Skip the pictures. Repeat everything else in the records word for word.

** INPUT **

-=-=-

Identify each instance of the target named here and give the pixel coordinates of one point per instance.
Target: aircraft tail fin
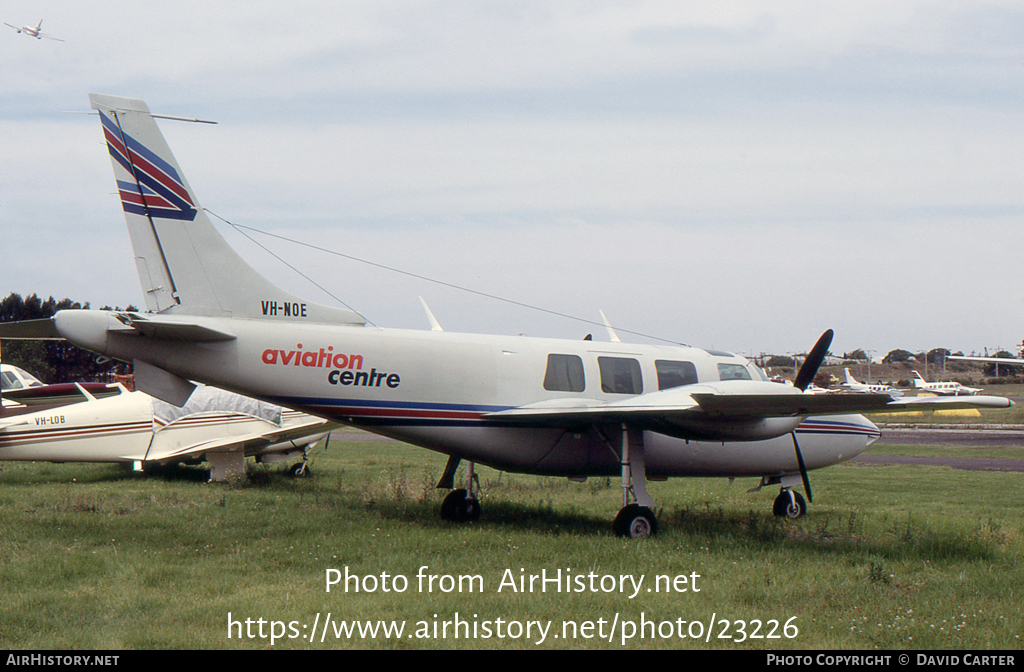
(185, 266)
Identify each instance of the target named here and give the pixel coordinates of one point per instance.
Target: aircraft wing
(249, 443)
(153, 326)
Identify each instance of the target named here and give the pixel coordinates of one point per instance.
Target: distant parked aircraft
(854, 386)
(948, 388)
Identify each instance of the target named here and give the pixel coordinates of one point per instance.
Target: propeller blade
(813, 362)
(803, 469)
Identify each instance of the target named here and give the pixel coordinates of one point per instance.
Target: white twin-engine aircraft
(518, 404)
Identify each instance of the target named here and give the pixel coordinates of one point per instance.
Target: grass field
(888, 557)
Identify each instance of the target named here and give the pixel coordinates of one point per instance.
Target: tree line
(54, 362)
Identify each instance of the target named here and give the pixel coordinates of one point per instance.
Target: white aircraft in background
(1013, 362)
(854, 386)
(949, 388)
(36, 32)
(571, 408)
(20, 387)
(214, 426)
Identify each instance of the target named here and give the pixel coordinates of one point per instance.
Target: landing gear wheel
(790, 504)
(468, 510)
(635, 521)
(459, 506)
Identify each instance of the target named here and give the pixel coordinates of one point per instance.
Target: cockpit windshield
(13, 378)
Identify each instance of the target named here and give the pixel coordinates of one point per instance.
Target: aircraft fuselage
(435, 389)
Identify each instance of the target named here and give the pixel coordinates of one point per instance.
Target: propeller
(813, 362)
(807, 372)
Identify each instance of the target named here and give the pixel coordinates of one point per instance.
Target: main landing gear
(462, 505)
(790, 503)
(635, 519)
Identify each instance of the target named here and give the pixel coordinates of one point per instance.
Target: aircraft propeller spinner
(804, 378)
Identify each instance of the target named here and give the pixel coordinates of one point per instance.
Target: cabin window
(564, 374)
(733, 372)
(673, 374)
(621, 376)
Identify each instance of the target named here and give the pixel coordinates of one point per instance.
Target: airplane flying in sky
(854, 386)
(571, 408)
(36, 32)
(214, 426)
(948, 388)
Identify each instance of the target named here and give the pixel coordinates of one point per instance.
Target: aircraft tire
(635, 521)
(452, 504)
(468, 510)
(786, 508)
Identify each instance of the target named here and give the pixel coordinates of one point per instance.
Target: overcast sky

-=-=-

** RESPONSE TO THE TASK **
Identify each instance of the target named here and give the pixel coordinates of one point per instance.
Target: aircraft tail fin
(185, 266)
Identify each instance of the target named here and give the pixel coordinates of one point per instance.
Target: aircraft wing
(249, 443)
(153, 326)
Identify each instance of the target named here and give the pixel coordinates of one point per instance.
Target: distant parked aircraft
(854, 386)
(948, 388)
Identify each instance of the target named here and give the pixel coordinates of one point per instance.
Target: propeller blade
(813, 362)
(803, 469)
Identify each instance of the target named here and give the pixel coordinates of one point per instance.
Target: white twin-engine aircraft
(518, 404)
Identify each instance of the target named here and give the pixel coordinates of one point per instance.
Target: grass field
(888, 557)
Identify each instance of the target named here and give the pixel coordinates of one point per instance.
Target: tree line
(54, 362)
Identify each instance of the target named here and give the pixel coordinates of one point per instance.
Target: white aircraft in background
(1013, 362)
(854, 386)
(949, 388)
(36, 32)
(571, 408)
(20, 387)
(214, 426)
Identify each instance of the target named here and give the pixel coordinates of one point per instance.
Target: landing gear wheel
(790, 504)
(468, 510)
(635, 521)
(459, 506)
Identify each instance of the target named here and give the pixel coordinates of one point per instance.
Target: cockpit windshield
(13, 378)
Identify each instance of the target named here and give the pixel coordinates of one point per instance.
Target: aircraft fuselage
(435, 389)
Identify each instance of the target named here and give the pixel coordinates of one point per instance.
Target: propeller
(813, 362)
(807, 372)
Identify each instance of the target named here and give the pixel coordinates of one point per instance.
Target: main landing gear
(462, 505)
(790, 503)
(635, 519)
Identify each instance of the target named here and give the pixel coordinates of one point per instance.
Target: aircraft propeller spinner
(804, 378)
Identify each instance of the target named here and give the pixel coordinates of one point per instance.
Target: cabin window
(564, 374)
(733, 372)
(673, 374)
(621, 376)
Identify each instance of the target named here and give the pixel coordinates of one point per instance.
Target: airplane flying in sky
(854, 386)
(571, 408)
(36, 32)
(214, 426)
(948, 388)
Identify each instance of the target named here and give the pixel coordinates of one point per instance.
Target: aircraft tire
(635, 521)
(452, 504)
(468, 510)
(786, 508)
Identify each instance of the target named here and give the pixel coordinates of one point per instance.
Target: overcast sky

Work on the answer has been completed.